Task item ▸
Restate the entries below word for word, omitting nothing.

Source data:
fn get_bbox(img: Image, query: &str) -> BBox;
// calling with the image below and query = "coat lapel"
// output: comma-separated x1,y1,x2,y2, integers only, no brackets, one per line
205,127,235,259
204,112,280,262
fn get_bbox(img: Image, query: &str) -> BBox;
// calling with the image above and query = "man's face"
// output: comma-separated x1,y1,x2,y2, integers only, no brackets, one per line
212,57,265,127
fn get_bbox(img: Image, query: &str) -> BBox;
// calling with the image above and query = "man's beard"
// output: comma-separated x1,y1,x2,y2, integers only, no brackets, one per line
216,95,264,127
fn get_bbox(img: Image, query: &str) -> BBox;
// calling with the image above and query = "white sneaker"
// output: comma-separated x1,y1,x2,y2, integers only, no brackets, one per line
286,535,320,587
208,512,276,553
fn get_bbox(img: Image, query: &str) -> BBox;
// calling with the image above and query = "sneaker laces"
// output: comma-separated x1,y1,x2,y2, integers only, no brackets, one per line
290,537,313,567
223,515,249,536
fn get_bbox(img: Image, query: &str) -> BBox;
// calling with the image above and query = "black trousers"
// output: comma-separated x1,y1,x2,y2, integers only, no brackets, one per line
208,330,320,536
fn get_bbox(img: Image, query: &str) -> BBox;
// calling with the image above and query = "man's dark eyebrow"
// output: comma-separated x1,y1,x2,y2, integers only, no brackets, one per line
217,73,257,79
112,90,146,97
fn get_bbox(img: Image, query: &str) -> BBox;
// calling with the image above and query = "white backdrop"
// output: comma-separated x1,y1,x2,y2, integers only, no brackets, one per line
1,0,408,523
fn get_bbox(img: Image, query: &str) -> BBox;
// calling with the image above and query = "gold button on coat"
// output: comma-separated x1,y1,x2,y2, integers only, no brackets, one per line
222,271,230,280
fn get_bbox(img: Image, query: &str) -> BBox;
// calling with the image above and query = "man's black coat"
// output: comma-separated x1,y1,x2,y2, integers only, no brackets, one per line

Task output ▸
fn get_bbox(img: Image, query: &str) -> BBox;
// calling with the image below and query = "coat lapel"
// output: comma-separated x1,y1,x2,y2, integers only, no brackets, one per line
205,127,235,259
204,112,280,262
fn get_bbox(img: Image, query: &str) -> BBox;
// calling with the image above and query = "man's face"
// output: comma-separated x1,y1,x2,y2, integers only, no brackets, one per line
212,57,265,127
fn get_bbox(img: Image, query: &str) -> BBox;
// calling with the image above and query = "man's beard"
// output: comma-separated x1,y1,x2,y2, integers only, no brackets, one per line
216,95,264,127
fn get_bbox(img: Image, query: &str) -> BBox;
// calling with the image above and query = "white sneaker"
// output: comma-separated x1,y1,x2,y2, integers only, no brackets, one per line
286,535,320,587
208,512,276,553
fn get_bbox(img: Image, query: &str) -> BBox;
// calling with the image above and query = "sneaker laces"
// output: comma-separated x1,y1,x2,y2, integers only, no brackets, one per line
290,537,313,567
223,515,249,536
fn get_bbox(img: Image, query: &str) -> BBox;
// calling with the image above and query = "black trousers"
// output: comma-separated x1,y1,x2,y2, integers only, no brackets, one per line
208,330,320,536
fn get_bbox(img: Image, query: &str) -> BBox;
// calling with the image above and query = "man's dark eyebrow"
// output: comma-separated x1,y1,x2,y2, integers only, no brackets, one per line
217,73,257,79
112,90,146,97
fn get_bbox(img: Image, query: &str) -> BBox;
// calling with the image above and query = "white backdrop"
// output: comma-separated x1,y1,x2,y2, integers only, no brackets, one per line
1,0,408,523
fn get_bbox(img: Image, query: &str) -> BBox;
// calling with the image above and query = "gold button on coat"
// output: comma-separated x1,y1,x2,y2, integers only, no brackets, one per line
222,271,230,280
fn get_bbox(img: Image, query: &str) -> BBox;
// calling with the image above and query = "man's black coat"
// output: comma-separated x1,y1,x2,y2, integers only, no brackets, one per line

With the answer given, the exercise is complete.